### [PASSAGE TO READ]

┏━━

= Defender-Europe 21 =

Defender-Europe 21 was a large-scale, United States Army-led, multinational joint exercise designed to build readiness and interoperability between the United States, NATO and partner militaries. Taking place between mid-March and June, it was one of the largest United States Army, NATO-led military exercises in Europe in decades. More than 28,000 personnel from 26 nations conducted nearly simultaneous operations across more than 30 training areas in a dozen countries.

It included a greater number of NATO and partner nations conducting activities over a wider area than what was planned for in 2020. Defender-Europe 21 also included significant involvement of the United States Air Force and United States Navy. The exercise utilized key ground and maritime routes bridging Europe, Asia and Africa. It incorporated new or high-end capabilities including air and missile assets, as well as assets from the United States Army Security Force Assistance Brigades and the recently reactivated V Corps.

┗━━

### [ACTIVITY A]
Summarize the Defender-Europe 21 text in two sentences.
### [ACTIVITY B]
Answer these questions about the Defender-Europe 21 text:
(i) How many personnel took part, and from how many nations?
(ii) Besides the Army, which two U.S. military branches had significant involvement?
(iii) Which recently reactivated unit contributed assets?
### [ACTIVITY C]
Continue the Defender-Europe 21 text from its last sentence.
The entries come from a different source than the Defender-Europe 21 text.

### [THE DATA]
┏━━

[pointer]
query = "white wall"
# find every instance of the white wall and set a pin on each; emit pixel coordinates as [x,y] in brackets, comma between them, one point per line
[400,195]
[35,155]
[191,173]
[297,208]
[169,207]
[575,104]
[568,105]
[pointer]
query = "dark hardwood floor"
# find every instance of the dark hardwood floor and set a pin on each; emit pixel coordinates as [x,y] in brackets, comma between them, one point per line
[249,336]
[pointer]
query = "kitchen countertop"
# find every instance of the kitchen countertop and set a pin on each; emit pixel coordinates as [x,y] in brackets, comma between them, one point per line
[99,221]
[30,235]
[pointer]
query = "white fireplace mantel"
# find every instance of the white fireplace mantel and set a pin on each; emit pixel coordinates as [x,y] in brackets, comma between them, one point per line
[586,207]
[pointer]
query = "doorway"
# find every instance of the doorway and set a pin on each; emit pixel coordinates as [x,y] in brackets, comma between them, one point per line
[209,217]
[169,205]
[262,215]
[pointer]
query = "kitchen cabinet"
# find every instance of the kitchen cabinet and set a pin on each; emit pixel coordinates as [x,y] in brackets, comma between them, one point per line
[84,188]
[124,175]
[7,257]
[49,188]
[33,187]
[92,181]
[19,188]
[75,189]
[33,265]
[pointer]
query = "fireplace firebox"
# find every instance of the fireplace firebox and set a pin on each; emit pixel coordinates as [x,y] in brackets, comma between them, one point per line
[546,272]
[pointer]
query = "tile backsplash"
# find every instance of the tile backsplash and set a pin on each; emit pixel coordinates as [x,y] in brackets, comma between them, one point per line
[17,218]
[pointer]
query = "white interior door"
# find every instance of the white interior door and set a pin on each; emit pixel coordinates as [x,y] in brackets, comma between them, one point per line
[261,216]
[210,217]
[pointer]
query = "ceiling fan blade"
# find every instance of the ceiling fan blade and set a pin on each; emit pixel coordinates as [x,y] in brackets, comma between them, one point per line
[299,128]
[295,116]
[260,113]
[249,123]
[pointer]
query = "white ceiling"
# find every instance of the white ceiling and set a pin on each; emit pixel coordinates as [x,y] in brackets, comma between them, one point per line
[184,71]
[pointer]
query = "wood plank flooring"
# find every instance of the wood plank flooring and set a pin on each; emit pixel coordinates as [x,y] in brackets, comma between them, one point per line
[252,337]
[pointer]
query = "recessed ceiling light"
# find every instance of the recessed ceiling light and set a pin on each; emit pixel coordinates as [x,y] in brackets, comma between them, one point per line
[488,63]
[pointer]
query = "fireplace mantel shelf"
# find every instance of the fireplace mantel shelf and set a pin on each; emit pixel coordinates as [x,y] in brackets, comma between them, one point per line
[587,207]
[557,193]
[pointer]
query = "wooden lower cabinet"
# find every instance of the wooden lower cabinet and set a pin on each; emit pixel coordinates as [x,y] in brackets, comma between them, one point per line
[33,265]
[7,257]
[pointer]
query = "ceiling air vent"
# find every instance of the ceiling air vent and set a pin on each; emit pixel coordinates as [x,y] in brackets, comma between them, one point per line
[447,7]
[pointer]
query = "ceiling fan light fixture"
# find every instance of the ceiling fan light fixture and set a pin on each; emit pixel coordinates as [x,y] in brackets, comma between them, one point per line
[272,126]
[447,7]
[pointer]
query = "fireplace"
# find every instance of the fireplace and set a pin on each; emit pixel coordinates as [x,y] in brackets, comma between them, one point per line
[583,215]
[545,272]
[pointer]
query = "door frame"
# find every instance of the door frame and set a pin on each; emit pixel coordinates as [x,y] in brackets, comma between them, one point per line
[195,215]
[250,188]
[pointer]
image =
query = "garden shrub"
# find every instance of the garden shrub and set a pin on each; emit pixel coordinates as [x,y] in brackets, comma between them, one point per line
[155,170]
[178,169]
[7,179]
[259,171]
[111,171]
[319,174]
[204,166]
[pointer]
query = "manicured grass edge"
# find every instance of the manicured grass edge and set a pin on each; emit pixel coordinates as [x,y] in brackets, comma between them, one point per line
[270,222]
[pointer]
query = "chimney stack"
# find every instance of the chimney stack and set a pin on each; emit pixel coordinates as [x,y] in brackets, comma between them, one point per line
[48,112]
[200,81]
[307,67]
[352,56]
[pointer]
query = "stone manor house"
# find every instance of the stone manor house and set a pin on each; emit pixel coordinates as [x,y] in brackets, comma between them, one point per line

┗━━

### [ANSWER BOX A]
Defender-Europe 21 was a large U.S. Army-led multinational exercise, held from mid-March to June, to build readiness and interoperability among the United States, NATO and partner militaries. More than 28,000 personnel from 26 nations operated across more than 30 training areas in a dozen countries, with significant U.S. Air Force and Navy involvement and new or high-end capabilities such as air and missile assets.

### [ANSWER BOX B]
(i) More than 28,000 personnel from 26 nations.
(ii) The United States Air Force and the United States Navy.
(iii) V Corps.

### [ANSWER BOX C]
Gen. Christopher G. Cavoli, commanding general of the United States Army Europe and Africa, said that "While we are closely monitoring the COVID situation, we've proven we have the capability to train safely despite the pandemic." Russian Defense Minister Sergey Shoigu said that Russia has deployed troops to its western borders for "combat training exercises" in response to NATO "military activities that threaten Russia."